START Data for processing

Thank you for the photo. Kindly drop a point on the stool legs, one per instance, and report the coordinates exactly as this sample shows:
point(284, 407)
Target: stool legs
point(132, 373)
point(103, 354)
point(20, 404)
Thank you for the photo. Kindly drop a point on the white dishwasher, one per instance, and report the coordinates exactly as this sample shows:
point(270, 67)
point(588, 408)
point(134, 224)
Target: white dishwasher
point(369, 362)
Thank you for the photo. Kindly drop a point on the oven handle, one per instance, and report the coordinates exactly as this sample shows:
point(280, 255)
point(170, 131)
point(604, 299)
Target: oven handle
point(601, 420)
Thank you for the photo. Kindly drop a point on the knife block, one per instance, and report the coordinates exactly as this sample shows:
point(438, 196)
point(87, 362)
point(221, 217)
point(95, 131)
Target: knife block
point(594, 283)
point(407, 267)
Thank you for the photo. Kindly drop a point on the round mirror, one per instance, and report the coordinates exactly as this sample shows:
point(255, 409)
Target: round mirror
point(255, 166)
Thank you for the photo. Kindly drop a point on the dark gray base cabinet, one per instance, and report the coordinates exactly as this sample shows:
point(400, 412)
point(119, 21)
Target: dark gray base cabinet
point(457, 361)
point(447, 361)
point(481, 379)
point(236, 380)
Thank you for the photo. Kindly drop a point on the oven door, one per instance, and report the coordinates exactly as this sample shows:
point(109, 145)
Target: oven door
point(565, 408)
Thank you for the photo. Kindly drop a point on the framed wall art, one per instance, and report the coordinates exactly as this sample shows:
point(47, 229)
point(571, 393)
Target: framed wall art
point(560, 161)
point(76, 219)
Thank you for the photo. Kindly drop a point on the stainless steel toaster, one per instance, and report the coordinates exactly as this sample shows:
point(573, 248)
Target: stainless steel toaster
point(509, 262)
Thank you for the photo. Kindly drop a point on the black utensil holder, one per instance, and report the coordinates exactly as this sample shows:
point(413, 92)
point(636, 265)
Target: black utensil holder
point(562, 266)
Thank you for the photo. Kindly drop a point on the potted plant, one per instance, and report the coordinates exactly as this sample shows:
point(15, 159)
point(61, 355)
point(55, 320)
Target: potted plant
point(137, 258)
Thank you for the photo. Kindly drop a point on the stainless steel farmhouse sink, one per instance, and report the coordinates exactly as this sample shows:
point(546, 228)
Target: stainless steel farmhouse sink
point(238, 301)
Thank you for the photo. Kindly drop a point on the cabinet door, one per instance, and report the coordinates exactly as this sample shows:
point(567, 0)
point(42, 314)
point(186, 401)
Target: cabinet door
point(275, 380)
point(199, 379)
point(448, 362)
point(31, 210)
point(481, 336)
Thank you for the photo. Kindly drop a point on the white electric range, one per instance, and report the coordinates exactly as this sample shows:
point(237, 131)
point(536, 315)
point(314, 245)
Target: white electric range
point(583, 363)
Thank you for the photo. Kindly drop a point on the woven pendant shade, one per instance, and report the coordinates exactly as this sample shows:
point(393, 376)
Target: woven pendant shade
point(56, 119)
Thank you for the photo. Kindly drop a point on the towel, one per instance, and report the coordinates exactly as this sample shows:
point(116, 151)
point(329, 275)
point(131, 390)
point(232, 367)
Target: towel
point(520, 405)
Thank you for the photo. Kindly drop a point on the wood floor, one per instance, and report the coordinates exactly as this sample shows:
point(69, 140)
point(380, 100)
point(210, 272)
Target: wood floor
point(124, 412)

END Data for processing

#### Task brief:
Please output every line shown above exactly.

#### Problem solution:
Thank you for the photo. Kindly drop a point on the stool legs, one per instance, and report the coordinates exactly as this sample shows:
point(284, 407)
Target: stool legs
point(132, 373)
point(103, 354)
point(20, 404)
Thank you for the photo. Kindly drop a point on the white dishwasher, one per instance, and report the coordinates exactly as this sample shows:
point(270, 67)
point(588, 408)
point(134, 224)
Target: white dishwasher
point(369, 362)
Thank you for the photo. Kindly drop a point on the oven handle, one per instance, and report the coordinates exactly as this sample shows:
point(280, 255)
point(170, 131)
point(604, 299)
Target: oven handle
point(601, 420)
Thank you for the photo. Kindly drop a point on the knife block, one per instance, and report the coordinates exactly as this sample shows:
point(438, 196)
point(87, 362)
point(221, 217)
point(95, 131)
Target: knife block
point(594, 283)
point(407, 267)
Thank you for the photo. Kindly drop a point on the round mirror, one per instance, and report the coordinates exactly as this sample shows:
point(255, 409)
Target: round mirror
point(255, 166)
Thank you for the photo. Kindly drop a point on the dark gray base cabinet, one per instance, and report the coordinates exactly as this sample shows:
point(400, 412)
point(119, 21)
Target: dark gray base cabinet
point(457, 361)
point(447, 361)
point(481, 379)
point(236, 380)
Thank you for the photo. Kindly drop a point on the oven door, one per instance, and report the coordinates exactly as this sample shows:
point(109, 145)
Target: oven door
point(565, 408)
Thank you for the photo. Kindly drop a point on the framed wall art, one per instance, and report the coordinates exactly as this sample shows:
point(47, 229)
point(571, 393)
Target: framed wall art
point(560, 161)
point(76, 219)
Thank you for the photo. Kindly drop a point on the stainless steel toaster, one per instance, and report the coordinates exactly as this sample shows:
point(573, 248)
Target: stainless steel toaster
point(509, 262)
Thank you for the photo. Kindly drop a point on the black utensil holder, one per instance, and report the coordinates exactly as this sample shows:
point(413, 92)
point(636, 265)
Target: black utensil holder
point(562, 266)
Thank you for the photo. Kindly drop a point on the potted plant, one per instance, and report the coordinates exactly as this sample shows:
point(15, 159)
point(61, 355)
point(55, 320)
Target: potted plant
point(137, 258)
Thank you for the photo. Kindly drop a point on the stainless steel farmhouse sink, one per instance, and report the coordinates exactly as this sample shows:
point(546, 228)
Target: stainless steel farmhouse sink
point(238, 301)
Thank you for the photo. Kindly drop a point on the cabinet door, one per instance, and report the coordinates exactly as this sample shows:
point(567, 0)
point(42, 314)
point(186, 401)
Target: cabinet door
point(275, 380)
point(199, 379)
point(448, 362)
point(31, 210)
point(481, 336)
Thank you for the photo. Kindly drop a point on the white electric range, one per instance, and report the coordinates exactly as this sample shows:
point(237, 131)
point(536, 315)
point(314, 245)
Target: white electric range
point(583, 363)
Thank you for the photo. Kindly drop a point on the woven pendant shade, one per instance, and report the coordinates exactly as this sample shows:
point(393, 376)
Target: woven pendant shade
point(56, 119)
Thank you for the photo. Kindly drop a point on the towel, one per instance, and report the coordinates exactly as this sample shows:
point(116, 151)
point(329, 275)
point(131, 390)
point(232, 367)
Target: towel
point(520, 405)
Thank you for the photo. Kindly drop a point on the wood floor, one per instance, and report the coordinates exactly as this sample shows:
point(69, 140)
point(380, 100)
point(210, 272)
Target: wood floor
point(124, 412)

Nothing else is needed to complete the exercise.